**Things to do**
#1 State whether each of the following statements agrees with the article on college hockey prospects below, answering yes or no and quoting the words of the article that decide it.
(a) Tyler Bird was the first player to complete all the fitness events at the combine.
(b) Brandon Hickey committed to Michigan State.
(c) The Spruce Grove Saints finished the season with a 42-10-3 record.
#2 Answer these questions using the article on college hockey prospects that follows.
(a) In which city was the draft combine held?
(b) Which school did Tyler Bird play for before his commitment to Brown?
(c) Who is named as the top 2015 prospect in Boston University's incoming freshman class?
#3 Write the next part of the article on college hockey prospects below, starting immediately after its final sentence.

**Page extract**
+---+

A growing amount of college players are making the NHL, so don’t be surprised if you’re hearing names such as Brandon Hickey, Tyler Bird or Miles Gendron in a few seasons.
They’re not the type of players that jump straight to the NHL as teenagers, but the prospects that head to the NCAA ranks have been growing in both number and quality lately. Because their development takes a bit longer, often these players are available in the middle rounds of the draft, but they still get to the NHL.
At the draft combine in Toronto, many college commits were in the early groups for fitness testing. Brown University commit Tyler Bird, a power forward from Kimball Union Academy in New England, was actually the 2014 guinea pig for his peers.
“I was the first guy to finish and do all the events, so that was a little nerve-wracking,” Bird said. “But it was good to get out of the way and it was a good experience.”
The Andover, Mass. product will join the Bears for 2014-15, fast-tracking his commitment to the school after Kimball Union won its league title.
“They were going to see how I did my senior year,” he said. “After the championship it was decided it would be best that I go in next year; I can be a big contributor and help out the team.”
Brandon Hickey was a big help to his Spruce Grove Saints team this season. The Boston University commit helped the Alberta Jr. A squad to a 42-10-3 record, plus a playoff championship. He’ll be head out east next season after doing a lot of research. Hickey also visited Michigan State, but ultimately loved Boston’s campus and facilities. The Terriers are in a bit of rebuild, but have an excellent freshman class coming in that also includes top 2015 prospect Jack Eichel and Jonathan MacLeod, who is also up with Hickey in 2014.

+---+

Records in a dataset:
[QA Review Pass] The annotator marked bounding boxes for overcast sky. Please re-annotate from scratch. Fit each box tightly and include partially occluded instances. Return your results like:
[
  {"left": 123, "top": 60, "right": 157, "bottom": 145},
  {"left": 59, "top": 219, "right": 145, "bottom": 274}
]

+---+

**Responses for each task**
#1
(a) Yes: "I was the first guy to finish and do all the events"
(b) No: "The Boston University commit"
(c) Yes: "helped the Alberta Jr. A squad to a 42-10-3 record"

#2
(a) Toronto
(b) Kimball Union Academy
(c) Jack Eichel

#3
“The rebuilding thing is key, actually,” Hickey said. “You get to play quite a bit your first year, so you can get used to that NCAA speed and pace. That will really help with my development.”
Even though he may not be as well known to fans as some of the big names from major junior, Hickey doesn’t have to worry about his cred with NHL scouts; they love his skating and his ability to move the puck as a blueliner. But if teams wanted to get to know him better at the combine, he was happy to be oblige during interviews.
“They do their work pretty well,” Hickey said. “They dig into your character, which is a huge thing in the dressing room. It’s a huge thing knowing what kind of person you’re bringing into your organization.”
Miles Gendron wasn’t going to let teams forget him: The New England prep schooler wore neon orange sneakers to the combine, knowing he had the chance to make a big impression.
“For sure it was a big deal,” he said. “Coming from a smaller school you don’t get as much exposure as the CHL guys.”
Gendron played for ex-NHLer Shawn McEachern this year at the Rivers School, which has not traditionally been a powerhouse. But after starting his prep school career as a fourth-line left winger, Gendron switched up to defense when the team hit a spate of injuries and now NHL teams are intrigued (though some scouts still prefer him as a forward) by his puck-moving skills from the back end.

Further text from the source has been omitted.